Life in prison just for trying to hold their government democratically accountable. Just because they want the same opportunities as their Sunni neighbors. Just because they want to petition their government for a redress of grievances. I read these reports and I ask myself what our own constitutional framers would have to say about such actions.

So what's the Administration's response to Bahrain's actions? What's our government's response to these human rights violations? Well, Mr. President, the Administration has publicly called for an end to the violence. Secretary Clinton has said that the murder of unarmed protesters must stop.

However, at the same time, the Administration formally notified Congress on September 14 of its plans to sell the ruling regime of Bahrain 44 Armored High Mobility Multipurpose Wheeled Vehicles, over 200 anti-tank missiles and 50 bunker buster missiles, 48 missile launchers, spare parts, support and test equipment, personnel training and training equipment, technical and logistics support services, among other things, all for 53 million dollars. The State Department also notified Congress that it is preparing to send $15.5 million in Foreign Military Financing to Bahrain.

Like I said we are giving the bully brass knuckles--and then some.

Should our country really reward a regime that has stifled its citizen's freedom of speech; a regime that has openly fired on peacefully assembled protestors; a regime who has tortured doctors for simply treating their fellow citizens?

───

> **STATED GOAL 1**:
Turn the paragraph of the speech on Bahrain that begins "However, at the same time" into a short bulleted list that keeps its main facts.
> **STATED GOAL 2**:
According to the speech on Bahrain, what did Secretary Clinton say must stop?

[Items from a labeling collection]
───

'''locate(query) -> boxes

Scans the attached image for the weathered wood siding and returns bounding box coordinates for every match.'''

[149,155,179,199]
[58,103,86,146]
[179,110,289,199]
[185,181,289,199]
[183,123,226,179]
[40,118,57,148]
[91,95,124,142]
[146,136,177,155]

───

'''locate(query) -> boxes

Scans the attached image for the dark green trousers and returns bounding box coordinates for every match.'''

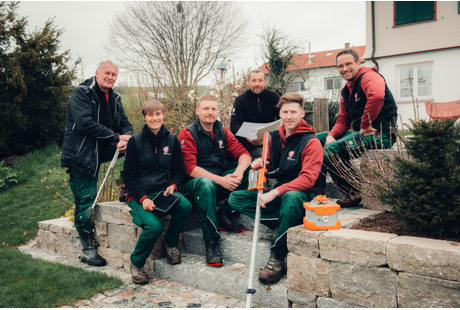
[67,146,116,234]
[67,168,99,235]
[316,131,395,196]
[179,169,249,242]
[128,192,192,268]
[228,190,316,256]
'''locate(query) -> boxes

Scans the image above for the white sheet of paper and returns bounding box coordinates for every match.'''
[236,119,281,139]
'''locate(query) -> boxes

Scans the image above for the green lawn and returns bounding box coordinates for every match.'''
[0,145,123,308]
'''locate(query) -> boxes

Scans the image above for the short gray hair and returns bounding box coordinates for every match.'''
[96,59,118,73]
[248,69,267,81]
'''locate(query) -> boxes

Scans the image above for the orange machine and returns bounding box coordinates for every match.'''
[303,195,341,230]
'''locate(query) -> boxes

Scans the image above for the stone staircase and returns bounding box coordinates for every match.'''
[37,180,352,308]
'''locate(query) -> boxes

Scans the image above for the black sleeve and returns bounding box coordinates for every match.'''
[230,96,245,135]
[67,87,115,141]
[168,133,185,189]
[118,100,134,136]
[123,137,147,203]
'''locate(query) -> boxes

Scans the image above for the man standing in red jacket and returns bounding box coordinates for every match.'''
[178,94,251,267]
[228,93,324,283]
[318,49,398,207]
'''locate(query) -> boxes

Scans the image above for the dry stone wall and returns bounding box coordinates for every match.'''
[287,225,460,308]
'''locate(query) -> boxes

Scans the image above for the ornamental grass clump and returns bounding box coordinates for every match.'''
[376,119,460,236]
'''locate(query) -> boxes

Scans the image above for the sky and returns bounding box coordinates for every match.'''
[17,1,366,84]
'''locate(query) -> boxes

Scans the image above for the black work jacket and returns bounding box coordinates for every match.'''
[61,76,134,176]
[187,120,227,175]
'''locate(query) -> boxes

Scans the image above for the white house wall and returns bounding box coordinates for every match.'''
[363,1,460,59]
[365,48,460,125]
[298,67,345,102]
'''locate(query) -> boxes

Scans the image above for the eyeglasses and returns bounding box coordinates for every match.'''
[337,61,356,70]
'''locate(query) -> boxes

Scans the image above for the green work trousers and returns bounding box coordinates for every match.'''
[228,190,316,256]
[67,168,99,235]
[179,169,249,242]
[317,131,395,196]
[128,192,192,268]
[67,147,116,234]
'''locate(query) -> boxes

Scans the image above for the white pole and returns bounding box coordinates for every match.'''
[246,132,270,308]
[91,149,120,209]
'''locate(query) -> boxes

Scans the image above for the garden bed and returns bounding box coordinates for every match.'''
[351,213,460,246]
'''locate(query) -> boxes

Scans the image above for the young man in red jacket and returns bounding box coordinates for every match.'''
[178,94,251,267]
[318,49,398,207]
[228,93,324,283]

───

> **RESPONSE 1**:
- On September 14, the Administration formally notified Congress that it planned to sell arms to Bahrain's ruling regime for $53 million.
- The sale included 44 Armored High Mobility Multipurpose Wheeled Vehicles, over 200 anti-tank missiles, 50 bunker buster missiles and 48 missile launchers.
- It also covered spare parts, support and test equipment, personnel training and training equipment, and technical and logistics support services.
- The State Department notified Congress that it was preparing to send $15.5 million in Foreign Military Financing to Bahrain.

> **RESPONSE 2**:
The murder of unarmed protesters.